BEGIN RECORDS PROVIDED
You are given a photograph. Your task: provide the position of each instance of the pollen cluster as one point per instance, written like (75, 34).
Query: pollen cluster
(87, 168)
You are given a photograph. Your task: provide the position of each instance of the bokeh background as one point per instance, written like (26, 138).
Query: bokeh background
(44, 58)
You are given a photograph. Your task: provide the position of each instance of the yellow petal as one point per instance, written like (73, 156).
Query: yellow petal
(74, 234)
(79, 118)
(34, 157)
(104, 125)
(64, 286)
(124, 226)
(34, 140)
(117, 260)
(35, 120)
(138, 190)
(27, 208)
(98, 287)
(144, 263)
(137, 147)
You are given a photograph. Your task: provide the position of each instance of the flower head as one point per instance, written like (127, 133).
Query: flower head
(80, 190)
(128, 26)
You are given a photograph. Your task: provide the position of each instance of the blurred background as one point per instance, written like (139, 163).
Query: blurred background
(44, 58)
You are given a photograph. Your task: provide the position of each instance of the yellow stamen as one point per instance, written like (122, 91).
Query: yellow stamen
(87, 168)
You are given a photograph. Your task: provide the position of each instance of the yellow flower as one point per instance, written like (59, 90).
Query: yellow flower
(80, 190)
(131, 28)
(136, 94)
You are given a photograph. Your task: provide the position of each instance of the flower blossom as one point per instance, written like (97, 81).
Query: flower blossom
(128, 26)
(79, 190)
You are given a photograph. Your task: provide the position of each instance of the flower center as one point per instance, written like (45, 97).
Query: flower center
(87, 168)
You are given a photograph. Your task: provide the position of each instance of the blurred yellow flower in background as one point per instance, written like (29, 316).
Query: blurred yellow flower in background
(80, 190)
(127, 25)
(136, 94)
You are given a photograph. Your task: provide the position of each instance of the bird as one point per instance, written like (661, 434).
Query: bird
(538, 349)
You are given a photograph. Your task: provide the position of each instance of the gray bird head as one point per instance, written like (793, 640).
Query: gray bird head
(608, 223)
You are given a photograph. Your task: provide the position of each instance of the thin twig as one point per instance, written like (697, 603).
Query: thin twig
END RECORDS PROVIDED
TASK DESCRIPTION: Reproduce the whole listing above word for word, from its first line to its last.

RESULT BELOW:
You are given a photograph. Your task: provide the position of each instance of the pollen cluster as one point per instance, written like (75, 34).
Query: pollen cluster
(87, 168)
You are given a photograph. Your task: provide the position of each instance of the bokeh background as one point per instance, written like (26, 138).
Query: bokeh background
(44, 58)
You are given a photograph. Your task: provide the position of each instance of the yellow petal as one point per instance, written like (73, 156).
Query: yellow petal
(74, 234)
(79, 118)
(34, 157)
(104, 125)
(64, 286)
(124, 226)
(34, 140)
(117, 260)
(35, 120)
(138, 190)
(27, 208)
(98, 287)
(144, 263)
(137, 147)
You are given a photograph. Your task: provide the position of each instance of the flower head as one point per instance, written like (127, 133).
Query: flower head
(80, 190)
(128, 26)
You are given a photograph. Your task: provide the position of each instance of the blurred background as one point per instance, written like (139, 163).
Query: blurred background
(44, 58)
You are given a photograph. Your task: provide the position of each instance of the yellow stamen as one point per instance, written like (122, 91).
Query: yellow stamen
(87, 168)
You are given a photograph. Your task: provide the position of each instance of the yellow flower as one point per instance, written like (59, 90).
Query: yellow flower
(80, 190)
(131, 28)
(136, 94)
You are given a photograph. Your task: provide the position of each instance of the flower blossom as one point per instance, written like (97, 81).
Query: flower blossom
(128, 26)
(79, 190)
You are given a photograph. Your task: provide the position of each instance of the flower center as one point per instance, written like (45, 97).
Query: flower center
(87, 168)
You are given a photograph. Your task: provide the position of each instance of the blurred yellow flower in background as one point per instance, written like (29, 316).
Query: blurred yellow flower in background
(80, 190)
(127, 25)
(136, 94)
You are given a photograph. Your task: provide the position of each instance of the bird as one point per instance, written like (661, 434).
Query: bird
(538, 349)
You are given a photograph. Your task: provide the position of each instance of the gray bird head as one point per instance, written like (793, 640).
Query: gray bird head
(608, 223)
You are given a photograph. Your task: provide the position of each instance of the thin twig as one point per instance, written like (697, 603).
Query: thin twig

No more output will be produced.